Tasks to complete ▸
[1] In the passage on potarite, how large can the platinum–palladium nuggets from the Córrego Bom Sucesso placers be?
[2] Resume the passage on potarite after its final sentence, writing a few more sentences in the same descriptive style.

Associated minerals include platinum,
palladium, gold,
palladium-mercury compounds,
pentlandite, chalcopyrite,
pyrrhotite and millerite
(HOM).
Localities
At the Córrego Bom Sucesso placers, Serro, Minas Gerais, Brazil,
platinum–palladium nuggets up
to 1 mm in size have a botryoidal habit. A typical composite arborescent nugget comprises a broad irregular core
region of massive gold-bearing potarite, or cavity space with relict
potarite enclosed by a narrow zone of platiniferous
palladium. Other nuggets comprise an arborescent to dendritic core of
gold-bearing potarite, a broad internal zone of either pure
platinum or palladian
platinum and a narrow rim of
platinum.

Supplied entries ▸
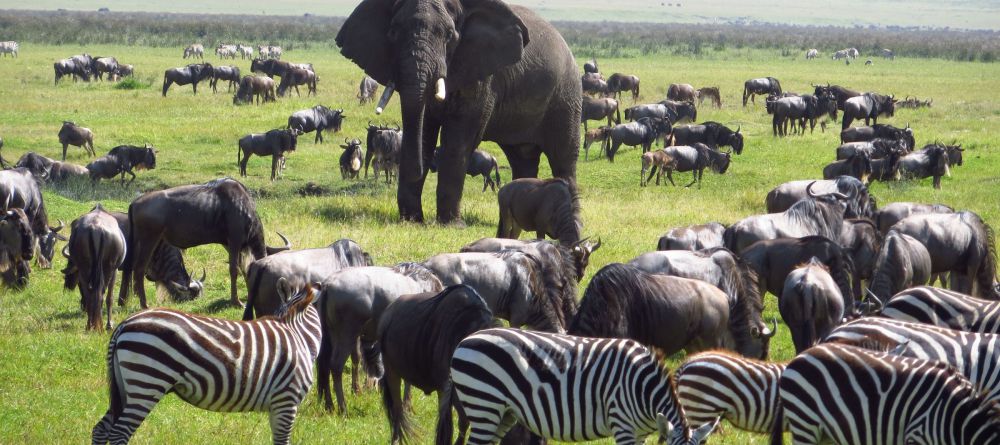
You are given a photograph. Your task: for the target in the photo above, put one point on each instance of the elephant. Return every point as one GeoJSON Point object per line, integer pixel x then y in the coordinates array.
{"type": "Point", "coordinates": [471, 70]}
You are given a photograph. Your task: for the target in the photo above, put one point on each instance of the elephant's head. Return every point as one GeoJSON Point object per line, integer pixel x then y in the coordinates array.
{"type": "Point", "coordinates": [427, 49]}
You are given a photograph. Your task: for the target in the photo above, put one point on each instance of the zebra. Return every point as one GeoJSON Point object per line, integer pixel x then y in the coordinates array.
{"type": "Point", "coordinates": [567, 388]}
{"type": "Point", "coordinates": [847, 395]}
{"type": "Point", "coordinates": [976, 356]}
{"type": "Point", "coordinates": [945, 308]}
{"type": "Point", "coordinates": [214, 364]}
{"type": "Point", "coordinates": [741, 390]}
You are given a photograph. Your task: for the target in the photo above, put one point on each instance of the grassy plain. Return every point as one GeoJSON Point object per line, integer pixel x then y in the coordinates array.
{"type": "Point", "coordinates": [52, 374]}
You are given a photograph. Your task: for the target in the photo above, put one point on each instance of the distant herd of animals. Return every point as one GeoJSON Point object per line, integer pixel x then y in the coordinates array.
{"type": "Point", "coordinates": [883, 358]}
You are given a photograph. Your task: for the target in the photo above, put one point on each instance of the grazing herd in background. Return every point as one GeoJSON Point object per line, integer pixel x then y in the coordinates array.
{"type": "Point", "coordinates": [849, 278]}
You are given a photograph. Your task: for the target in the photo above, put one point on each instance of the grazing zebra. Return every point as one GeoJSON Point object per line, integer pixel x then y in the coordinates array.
{"type": "Point", "coordinates": [214, 364]}
{"type": "Point", "coordinates": [945, 308]}
{"type": "Point", "coordinates": [741, 390]}
{"type": "Point", "coordinates": [846, 395]}
{"type": "Point", "coordinates": [567, 388]}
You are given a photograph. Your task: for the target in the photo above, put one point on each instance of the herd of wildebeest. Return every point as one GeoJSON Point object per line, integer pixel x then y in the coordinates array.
{"type": "Point", "coordinates": [847, 273]}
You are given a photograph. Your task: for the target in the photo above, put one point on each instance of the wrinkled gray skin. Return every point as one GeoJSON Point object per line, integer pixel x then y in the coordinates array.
{"type": "Point", "coordinates": [810, 304]}
{"type": "Point", "coordinates": [696, 237]}
{"type": "Point", "coordinates": [318, 119]}
{"type": "Point", "coordinates": [505, 75]}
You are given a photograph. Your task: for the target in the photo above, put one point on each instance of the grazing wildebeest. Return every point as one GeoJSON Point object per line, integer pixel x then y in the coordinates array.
{"type": "Point", "coordinates": [712, 134]}
{"type": "Point", "coordinates": [642, 132]}
{"type": "Point", "coordinates": [254, 86]}
{"type": "Point", "coordinates": [299, 268]}
{"type": "Point", "coordinates": [868, 106]}
{"type": "Point", "coordinates": [682, 92]}
{"type": "Point", "coordinates": [695, 158]}
{"type": "Point", "coordinates": [669, 313]}
{"type": "Point", "coordinates": [960, 243]}
{"type": "Point", "coordinates": [351, 303]}
{"type": "Point", "coordinates": [902, 263]}
{"type": "Point", "coordinates": [367, 90]}
{"type": "Point", "coordinates": [274, 143]}
{"type": "Point", "coordinates": [217, 212]}
{"type": "Point", "coordinates": [696, 237]}
{"type": "Point", "coordinates": [760, 86]}
{"type": "Point", "coordinates": [818, 214]}
{"type": "Point", "coordinates": [318, 119]}
{"type": "Point", "coordinates": [598, 109]}
{"type": "Point", "coordinates": [860, 204]}
{"type": "Point", "coordinates": [351, 159]}
{"type": "Point", "coordinates": [191, 74]}
{"type": "Point", "coordinates": [97, 246]}
{"type": "Point", "coordinates": [858, 165]}
{"type": "Point", "coordinates": [228, 73]}
{"type": "Point", "coordinates": [711, 93]}
{"type": "Point", "coordinates": [294, 77]}
{"type": "Point", "coordinates": [422, 357]}
{"type": "Point", "coordinates": [72, 134]}
{"type": "Point", "coordinates": [810, 304]}
{"type": "Point", "coordinates": [893, 213]}
{"type": "Point", "coordinates": [618, 82]}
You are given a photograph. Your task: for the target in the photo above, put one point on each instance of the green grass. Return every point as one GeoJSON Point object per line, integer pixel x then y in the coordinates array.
{"type": "Point", "coordinates": [52, 375]}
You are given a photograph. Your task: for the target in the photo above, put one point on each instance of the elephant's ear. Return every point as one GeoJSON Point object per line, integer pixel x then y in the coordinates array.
{"type": "Point", "coordinates": [364, 39]}
{"type": "Point", "coordinates": [492, 37]}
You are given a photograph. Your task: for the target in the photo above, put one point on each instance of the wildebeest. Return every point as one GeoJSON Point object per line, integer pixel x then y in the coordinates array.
{"type": "Point", "coordinates": [294, 77]}
{"type": "Point", "coordinates": [97, 246]}
{"type": "Point", "coordinates": [642, 132]}
{"type": "Point", "coordinates": [300, 268]}
{"type": "Point", "coordinates": [696, 237]}
{"type": "Point", "coordinates": [274, 143]}
{"type": "Point", "coordinates": [422, 357]}
{"type": "Point", "coordinates": [895, 212]}
{"type": "Point", "coordinates": [72, 134]}
{"type": "Point", "coordinates": [683, 92]}
{"type": "Point", "coordinates": [820, 214]}
{"type": "Point", "coordinates": [810, 304]}
{"type": "Point", "coordinates": [669, 313]}
{"type": "Point", "coordinates": [960, 243]}
{"type": "Point", "coordinates": [351, 303]}
{"type": "Point", "coordinates": [695, 158]}
{"type": "Point", "coordinates": [617, 83]}
{"type": "Point", "coordinates": [367, 90]}
{"type": "Point", "coordinates": [220, 211]}
{"type": "Point", "coordinates": [227, 73]}
{"type": "Point", "coordinates": [868, 106]}
{"type": "Point", "coordinates": [712, 134]}
{"type": "Point", "coordinates": [351, 159]}
{"type": "Point", "coordinates": [859, 205]}
{"type": "Point", "coordinates": [191, 74]}
{"type": "Point", "coordinates": [254, 86]}
{"type": "Point", "coordinates": [318, 119]}
{"type": "Point", "coordinates": [597, 109]}
{"type": "Point", "coordinates": [760, 86]}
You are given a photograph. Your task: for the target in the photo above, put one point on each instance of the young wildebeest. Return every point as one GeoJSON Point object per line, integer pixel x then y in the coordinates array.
{"type": "Point", "coordinates": [422, 357]}
{"type": "Point", "coordinates": [695, 158]}
{"type": "Point", "coordinates": [351, 303]}
{"type": "Point", "coordinates": [97, 247]}
{"type": "Point", "coordinates": [191, 74]}
{"type": "Point", "coordinates": [72, 134]}
{"type": "Point", "coordinates": [351, 159]}
{"type": "Point", "coordinates": [641, 132]}
{"type": "Point", "coordinates": [669, 313]}
{"type": "Point", "coordinates": [274, 143]}
{"type": "Point", "coordinates": [810, 304]}
{"type": "Point", "coordinates": [318, 119]}
{"type": "Point", "coordinates": [696, 237]}
{"type": "Point", "coordinates": [549, 207]}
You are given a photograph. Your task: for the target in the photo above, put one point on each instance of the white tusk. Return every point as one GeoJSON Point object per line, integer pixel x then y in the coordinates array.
{"type": "Point", "coordinates": [439, 90]}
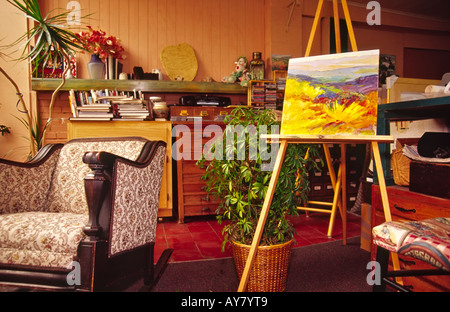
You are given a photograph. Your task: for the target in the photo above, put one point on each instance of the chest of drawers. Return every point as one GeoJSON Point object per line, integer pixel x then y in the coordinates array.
{"type": "Point", "coordinates": [192, 138]}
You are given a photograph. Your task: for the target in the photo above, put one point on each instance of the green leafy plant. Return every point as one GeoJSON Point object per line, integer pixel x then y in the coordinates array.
{"type": "Point", "coordinates": [241, 184]}
{"type": "Point", "coordinates": [49, 39]}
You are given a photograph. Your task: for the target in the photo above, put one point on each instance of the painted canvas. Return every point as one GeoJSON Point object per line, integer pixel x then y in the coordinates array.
{"type": "Point", "coordinates": [332, 94]}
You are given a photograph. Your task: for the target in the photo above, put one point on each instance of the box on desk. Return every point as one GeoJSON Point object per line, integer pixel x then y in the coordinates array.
{"type": "Point", "coordinates": [430, 178]}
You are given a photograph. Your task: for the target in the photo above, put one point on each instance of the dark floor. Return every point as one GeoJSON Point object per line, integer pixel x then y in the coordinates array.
{"type": "Point", "coordinates": [200, 238]}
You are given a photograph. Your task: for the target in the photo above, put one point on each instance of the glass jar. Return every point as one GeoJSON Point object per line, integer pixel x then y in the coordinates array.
{"type": "Point", "coordinates": [257, 67]}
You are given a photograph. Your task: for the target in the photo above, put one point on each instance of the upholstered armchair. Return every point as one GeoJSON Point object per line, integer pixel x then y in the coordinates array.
{"type": "Point", "coordinates": [82, 216]}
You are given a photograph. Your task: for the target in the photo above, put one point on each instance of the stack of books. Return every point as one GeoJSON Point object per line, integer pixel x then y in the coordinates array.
{"type": "Point", "coordinates": [103, 105]}
{"type": "Point", "coordinates": [258, 93]}
{"type": "Point", "coordinates": [271, 92]}
{"type": "Point", "coordinates": [84, 106]}
{"type": "Point", "coordinates": [130, 109]}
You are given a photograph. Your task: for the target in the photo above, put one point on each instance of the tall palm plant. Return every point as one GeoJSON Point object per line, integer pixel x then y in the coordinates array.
{"type": "Point", "coordinates": [49, 39]}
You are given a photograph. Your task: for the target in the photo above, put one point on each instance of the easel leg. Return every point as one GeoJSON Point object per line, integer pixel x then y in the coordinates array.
{"type": "Point", "coordinates": [263, 216]}
{"type": "Point", "coordinates": [384, 196]}
{"type": "Point", "coordinates": [343, 209]}
{"type": "Point", "coordinates": [314, 28]}
{"type": "Point", "coordinates": [336, 202]}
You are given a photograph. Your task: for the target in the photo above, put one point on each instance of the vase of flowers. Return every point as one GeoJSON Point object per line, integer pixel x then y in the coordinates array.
{"type": "Point", "coordinates": [107, 49]}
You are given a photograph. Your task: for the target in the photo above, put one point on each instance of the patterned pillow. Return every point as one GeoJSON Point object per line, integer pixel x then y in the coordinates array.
{"type": "Point", "coordinates": [24, 188]}
{"type": "Point", "coordinates": [40, 238]}
{"type": "Point", "coordinates": [67, 189]}
{"type": "Point", "coordinates": [427, 240]}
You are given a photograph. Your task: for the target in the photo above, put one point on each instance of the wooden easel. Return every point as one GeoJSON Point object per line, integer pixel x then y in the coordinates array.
{"type": "Point", "coordinates": [338, 183]}
{"type": "Point", "coordinates": [284, 140]}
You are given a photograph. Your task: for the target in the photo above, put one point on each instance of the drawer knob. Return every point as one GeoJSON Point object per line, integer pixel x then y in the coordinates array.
{"type": "Point", "coordinates": [206, 210]}
{"type": "Point", "coordinates": [404, 209]}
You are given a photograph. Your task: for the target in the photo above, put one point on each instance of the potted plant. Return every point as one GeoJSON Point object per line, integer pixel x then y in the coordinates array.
{"type": "Point", "coordinates": [241, 186]}
{"type": "Point", "coordinates": [48, 39]}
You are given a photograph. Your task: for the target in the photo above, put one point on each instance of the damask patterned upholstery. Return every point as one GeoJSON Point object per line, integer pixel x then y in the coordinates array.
{"type": "Point", "coordinates": [43, 209]}
{"type": "Point", "coordinates": [427, 240]}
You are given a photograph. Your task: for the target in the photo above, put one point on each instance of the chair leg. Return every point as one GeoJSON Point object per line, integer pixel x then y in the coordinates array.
{"type": "Point", "coordinates": [383, 260]}
{"type": "Point", "coordinates": [154, 272]}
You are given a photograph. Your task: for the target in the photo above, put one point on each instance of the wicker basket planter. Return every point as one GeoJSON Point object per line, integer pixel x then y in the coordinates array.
{"type": "Point", "coordinates": [270, 267]}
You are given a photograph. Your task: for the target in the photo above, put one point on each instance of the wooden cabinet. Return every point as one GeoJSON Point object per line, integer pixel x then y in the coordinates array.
{"type": "Point", "coordinates": [407, 205]}
{"type": "Point", "coordinates": [152, 130]}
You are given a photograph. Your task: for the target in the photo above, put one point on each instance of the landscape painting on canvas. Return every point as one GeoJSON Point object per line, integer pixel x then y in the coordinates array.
{"type": "Point", "coordinates": [332, 94]}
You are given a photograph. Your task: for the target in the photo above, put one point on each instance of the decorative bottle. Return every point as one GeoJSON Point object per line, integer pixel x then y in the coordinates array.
{"type": "Point", "coordinates": [257, 67]}
{"type": "Point", "coordinates": [96, 67]}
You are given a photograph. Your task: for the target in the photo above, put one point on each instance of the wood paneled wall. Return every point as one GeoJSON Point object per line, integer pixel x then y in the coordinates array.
{"type": "Point", "coordinates": [218, 30]}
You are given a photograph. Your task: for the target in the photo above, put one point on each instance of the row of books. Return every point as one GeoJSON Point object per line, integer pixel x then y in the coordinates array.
{"type": "Point", "coordinates": [267, 93]}
{"type": "Point", "coordinates": [103, 105]}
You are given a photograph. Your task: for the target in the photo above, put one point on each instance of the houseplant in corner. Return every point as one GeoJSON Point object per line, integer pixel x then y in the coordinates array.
{"type": "Point", "coordinates": [237, 176]}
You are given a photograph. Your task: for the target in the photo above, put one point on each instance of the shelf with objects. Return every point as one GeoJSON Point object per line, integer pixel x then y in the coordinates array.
{"type": "Point", "coordinates": [267, 93]}
{"type": "Point", "coordinates": [408, 101]}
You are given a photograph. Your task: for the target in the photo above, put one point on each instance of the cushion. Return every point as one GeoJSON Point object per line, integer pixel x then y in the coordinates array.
{"type": "Point", "coordinates": [67, 190]}
{"type": "Point", "coordinates": [19, 190]}
{"type": "Point", "coordinates": [40, 238]}
{"type": "Point", "coordinates": [427, 240]}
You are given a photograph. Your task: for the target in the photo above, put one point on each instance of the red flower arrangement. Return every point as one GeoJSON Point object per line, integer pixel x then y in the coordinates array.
{"type": "Point", "coordinates": [96, 42]}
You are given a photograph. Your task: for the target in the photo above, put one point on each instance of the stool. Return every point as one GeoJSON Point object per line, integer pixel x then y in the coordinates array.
{"type": "Point", "coordinates": [426, 240]}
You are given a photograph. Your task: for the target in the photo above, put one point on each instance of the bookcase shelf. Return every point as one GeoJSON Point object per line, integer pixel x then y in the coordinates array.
{"type": "Point", "coordinates": [46, 84]}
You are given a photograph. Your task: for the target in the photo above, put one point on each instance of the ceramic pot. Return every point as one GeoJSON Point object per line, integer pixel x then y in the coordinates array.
{"type": "Point", "coordinates": [96, 67]}
{"type": "Point", "coordinates": [160, 111]}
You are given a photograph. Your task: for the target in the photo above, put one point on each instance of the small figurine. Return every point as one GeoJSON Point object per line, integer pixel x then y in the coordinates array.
{"type": "Point", "coordinates": [241, 74]}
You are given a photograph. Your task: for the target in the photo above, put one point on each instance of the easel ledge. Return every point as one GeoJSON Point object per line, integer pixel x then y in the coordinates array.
{"type": "Point", "coordinates": [321, 139]}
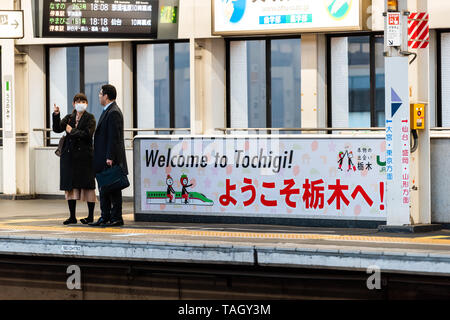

Results of the tasks ▸
[1] Up to 1 mm in size.

[2]
It is suggested that the Bom Sucesso nuggets resulted from high-level episodic hydrothermal alteration of
mafic and ultramafic rocks
within the drainage basin, with the remobilised platinum and
palladium precipitated in open spaces in the enclosing
metaquartzites
(CM 40.341-355).
At the type locality, the Kaietur Falls, Potaro River, Kangaruma District, Potaro-Siparuni Region, Guyana,
potarite occurs as placers of white metallic nuggets, usually very rounded due to the mineral's low hardness.
Associated minerals include diamond,
palladium and platinum
(Mindat).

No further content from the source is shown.